## Short task
Lay out the stretch of the listing below from the line containing "Question. For every instance of the trophy bowl" through the end as a numbered list, leaving out blank lines.

## Exercise materials
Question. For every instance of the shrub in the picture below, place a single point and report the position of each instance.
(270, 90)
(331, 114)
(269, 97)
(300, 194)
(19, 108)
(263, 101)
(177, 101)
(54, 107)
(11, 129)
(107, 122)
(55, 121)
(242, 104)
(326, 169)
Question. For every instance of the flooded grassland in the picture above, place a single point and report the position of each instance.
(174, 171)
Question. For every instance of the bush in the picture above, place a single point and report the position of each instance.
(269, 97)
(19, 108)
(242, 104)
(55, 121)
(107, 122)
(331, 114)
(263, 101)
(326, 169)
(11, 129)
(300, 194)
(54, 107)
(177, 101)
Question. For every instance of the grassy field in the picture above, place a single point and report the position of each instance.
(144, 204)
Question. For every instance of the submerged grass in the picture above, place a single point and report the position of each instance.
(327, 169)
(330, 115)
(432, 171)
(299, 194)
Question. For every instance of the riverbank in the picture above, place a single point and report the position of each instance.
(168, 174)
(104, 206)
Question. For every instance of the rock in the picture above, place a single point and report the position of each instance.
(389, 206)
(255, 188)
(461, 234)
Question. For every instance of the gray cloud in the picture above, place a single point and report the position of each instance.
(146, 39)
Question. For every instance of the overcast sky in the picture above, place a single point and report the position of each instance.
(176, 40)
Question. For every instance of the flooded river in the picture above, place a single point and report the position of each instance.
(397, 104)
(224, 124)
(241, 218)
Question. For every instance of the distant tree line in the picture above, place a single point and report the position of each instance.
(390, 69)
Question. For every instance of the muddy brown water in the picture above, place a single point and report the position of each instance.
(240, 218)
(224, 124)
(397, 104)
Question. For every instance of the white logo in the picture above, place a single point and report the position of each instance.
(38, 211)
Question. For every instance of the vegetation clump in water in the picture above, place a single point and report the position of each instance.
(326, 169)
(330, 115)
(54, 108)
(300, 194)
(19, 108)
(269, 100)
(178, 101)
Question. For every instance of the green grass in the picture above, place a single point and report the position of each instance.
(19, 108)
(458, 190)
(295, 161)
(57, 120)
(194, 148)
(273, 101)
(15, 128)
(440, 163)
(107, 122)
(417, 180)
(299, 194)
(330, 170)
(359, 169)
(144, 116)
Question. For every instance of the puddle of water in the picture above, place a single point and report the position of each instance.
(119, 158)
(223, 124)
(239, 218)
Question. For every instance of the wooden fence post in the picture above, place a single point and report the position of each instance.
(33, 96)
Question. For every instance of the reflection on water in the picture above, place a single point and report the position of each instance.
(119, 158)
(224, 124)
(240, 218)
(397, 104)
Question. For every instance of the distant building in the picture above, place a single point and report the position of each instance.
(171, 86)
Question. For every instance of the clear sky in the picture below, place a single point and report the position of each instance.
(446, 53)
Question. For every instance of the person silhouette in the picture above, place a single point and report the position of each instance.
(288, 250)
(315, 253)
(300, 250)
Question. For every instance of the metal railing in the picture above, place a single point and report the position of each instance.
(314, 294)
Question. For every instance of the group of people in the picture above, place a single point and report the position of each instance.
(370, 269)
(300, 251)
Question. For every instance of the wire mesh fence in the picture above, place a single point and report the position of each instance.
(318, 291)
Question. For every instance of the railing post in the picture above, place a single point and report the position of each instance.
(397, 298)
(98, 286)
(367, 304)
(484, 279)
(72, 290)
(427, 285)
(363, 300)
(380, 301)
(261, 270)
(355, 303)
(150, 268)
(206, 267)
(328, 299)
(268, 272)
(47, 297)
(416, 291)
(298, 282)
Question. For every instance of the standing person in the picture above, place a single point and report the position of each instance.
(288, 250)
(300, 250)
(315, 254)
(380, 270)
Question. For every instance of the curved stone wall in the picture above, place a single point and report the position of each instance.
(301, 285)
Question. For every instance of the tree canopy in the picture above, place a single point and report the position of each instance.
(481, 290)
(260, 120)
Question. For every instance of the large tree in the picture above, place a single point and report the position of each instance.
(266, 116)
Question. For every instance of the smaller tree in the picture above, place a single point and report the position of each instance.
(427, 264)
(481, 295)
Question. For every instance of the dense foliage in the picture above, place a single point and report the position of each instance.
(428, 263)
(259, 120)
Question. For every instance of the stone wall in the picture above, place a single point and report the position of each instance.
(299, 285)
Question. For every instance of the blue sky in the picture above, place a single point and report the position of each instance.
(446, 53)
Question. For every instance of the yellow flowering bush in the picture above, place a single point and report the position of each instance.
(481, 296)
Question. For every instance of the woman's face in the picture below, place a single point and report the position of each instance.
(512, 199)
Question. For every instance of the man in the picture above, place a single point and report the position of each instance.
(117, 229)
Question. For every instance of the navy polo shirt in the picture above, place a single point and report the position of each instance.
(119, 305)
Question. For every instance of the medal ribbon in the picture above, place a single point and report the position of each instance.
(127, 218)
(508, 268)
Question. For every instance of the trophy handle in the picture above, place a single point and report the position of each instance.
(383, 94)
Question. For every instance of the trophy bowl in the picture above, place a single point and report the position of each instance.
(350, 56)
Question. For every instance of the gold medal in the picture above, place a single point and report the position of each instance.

## Answer below
1. Question. For every instance of the trophy bowl in the picture above, place a single point and report the position of each instance.
2. (350, 56)
3. Question. For every instance of the gold medal in the picture above, place a single point and report the position of each instance.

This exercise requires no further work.